#### [Objective]
Return the records below from the line containing "leaf, dropping a point on every instance." onward, exactly, through and including the last line.

==== Dataset records

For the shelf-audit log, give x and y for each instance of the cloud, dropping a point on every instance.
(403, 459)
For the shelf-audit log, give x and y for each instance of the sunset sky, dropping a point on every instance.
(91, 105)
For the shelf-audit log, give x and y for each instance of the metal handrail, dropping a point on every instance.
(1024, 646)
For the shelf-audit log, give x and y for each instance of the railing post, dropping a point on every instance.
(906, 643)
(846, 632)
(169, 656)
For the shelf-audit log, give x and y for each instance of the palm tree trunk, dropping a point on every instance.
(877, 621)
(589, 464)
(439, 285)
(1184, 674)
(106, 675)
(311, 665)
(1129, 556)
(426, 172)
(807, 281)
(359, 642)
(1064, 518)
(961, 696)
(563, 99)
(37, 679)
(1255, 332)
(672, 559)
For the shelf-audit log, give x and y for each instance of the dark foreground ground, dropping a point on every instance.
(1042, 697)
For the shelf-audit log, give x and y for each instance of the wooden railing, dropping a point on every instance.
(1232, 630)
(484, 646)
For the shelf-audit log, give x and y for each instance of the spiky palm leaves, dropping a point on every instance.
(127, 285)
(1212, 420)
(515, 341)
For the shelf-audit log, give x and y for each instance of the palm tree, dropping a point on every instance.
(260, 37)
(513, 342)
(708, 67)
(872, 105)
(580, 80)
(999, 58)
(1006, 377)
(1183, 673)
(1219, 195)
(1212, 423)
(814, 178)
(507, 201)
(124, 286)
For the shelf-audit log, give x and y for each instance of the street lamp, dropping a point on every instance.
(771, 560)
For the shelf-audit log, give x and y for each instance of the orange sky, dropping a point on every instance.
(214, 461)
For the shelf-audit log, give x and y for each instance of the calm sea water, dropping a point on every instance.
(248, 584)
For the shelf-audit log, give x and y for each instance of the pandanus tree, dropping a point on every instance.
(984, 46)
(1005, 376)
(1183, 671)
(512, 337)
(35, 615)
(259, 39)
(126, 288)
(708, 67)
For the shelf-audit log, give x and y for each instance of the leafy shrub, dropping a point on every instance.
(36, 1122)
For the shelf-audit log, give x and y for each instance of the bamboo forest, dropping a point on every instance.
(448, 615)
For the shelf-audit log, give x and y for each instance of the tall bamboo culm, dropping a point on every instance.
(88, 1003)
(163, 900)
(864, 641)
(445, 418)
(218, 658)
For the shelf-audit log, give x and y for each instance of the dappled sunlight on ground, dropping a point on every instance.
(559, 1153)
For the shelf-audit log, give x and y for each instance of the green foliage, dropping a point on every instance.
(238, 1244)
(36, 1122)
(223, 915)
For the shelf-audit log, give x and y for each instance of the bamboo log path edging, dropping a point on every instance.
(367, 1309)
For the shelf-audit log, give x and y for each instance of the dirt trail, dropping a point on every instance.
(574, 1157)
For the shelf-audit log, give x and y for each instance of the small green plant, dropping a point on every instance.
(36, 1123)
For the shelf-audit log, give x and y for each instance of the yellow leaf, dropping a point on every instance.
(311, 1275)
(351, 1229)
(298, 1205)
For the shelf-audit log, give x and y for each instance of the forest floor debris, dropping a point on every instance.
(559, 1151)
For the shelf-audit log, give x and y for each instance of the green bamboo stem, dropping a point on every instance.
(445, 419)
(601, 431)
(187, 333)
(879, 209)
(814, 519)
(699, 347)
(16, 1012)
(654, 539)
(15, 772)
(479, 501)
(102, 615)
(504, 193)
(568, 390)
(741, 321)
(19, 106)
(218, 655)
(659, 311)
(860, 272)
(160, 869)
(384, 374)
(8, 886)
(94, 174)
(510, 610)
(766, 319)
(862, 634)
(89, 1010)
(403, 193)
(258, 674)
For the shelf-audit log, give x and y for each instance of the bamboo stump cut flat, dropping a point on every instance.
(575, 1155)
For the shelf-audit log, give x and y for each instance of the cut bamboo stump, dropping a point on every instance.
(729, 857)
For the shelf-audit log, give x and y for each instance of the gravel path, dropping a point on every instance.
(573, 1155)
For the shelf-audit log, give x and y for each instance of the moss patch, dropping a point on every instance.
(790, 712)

========

#### [The output]
For the shelf-audit log, give x and y for each instance of the yellow leaf, dropping a point on every instance.
(311, 1275)
(351, 1229)
(298, 1205)
For the shelf-audit log, give x and y for each instance of the forest floor debris, dropping a point on every instance.
(559, 1151)
For the shelf-audit log, give x and y for each instance of the green bamboo stem, dropping a point on every instance.
(445, 419)
(601, 431)
(187, 333)
(879, 209)
(814, 519)
(699, 347)
(16, 1012)
(654, 539)
(15, 772)
(479, 501)
(102, 615)
(504, 193)
(568, 390)
(741, 321)
(19, 106)
(218, 655)
(659, 311)
(860, 272)
(160, 869)
(384, 374)
(8, 886)
(94, 174)
(510, 610)
(766, 319)
(862, 634)
(89, 1010)
(403, 193)
(258, 674)
For the shelf-audit log, give x and y for each instance of the bamboo stump cut flat, dropping a point on every instance.
(575, 1155)
For the shelf-audit log, give x and y for each instance of the cut bamboo stump, dropping a point on every instance.
(729, 857)
For the shelf-audit log, give x and y for each instance of the gravel path, dropping a point on every instance.
(573, 1155)
For the shelf-audit log, give x and y for each instance of the moss patch, dropping a point on every instance.
(790, 712)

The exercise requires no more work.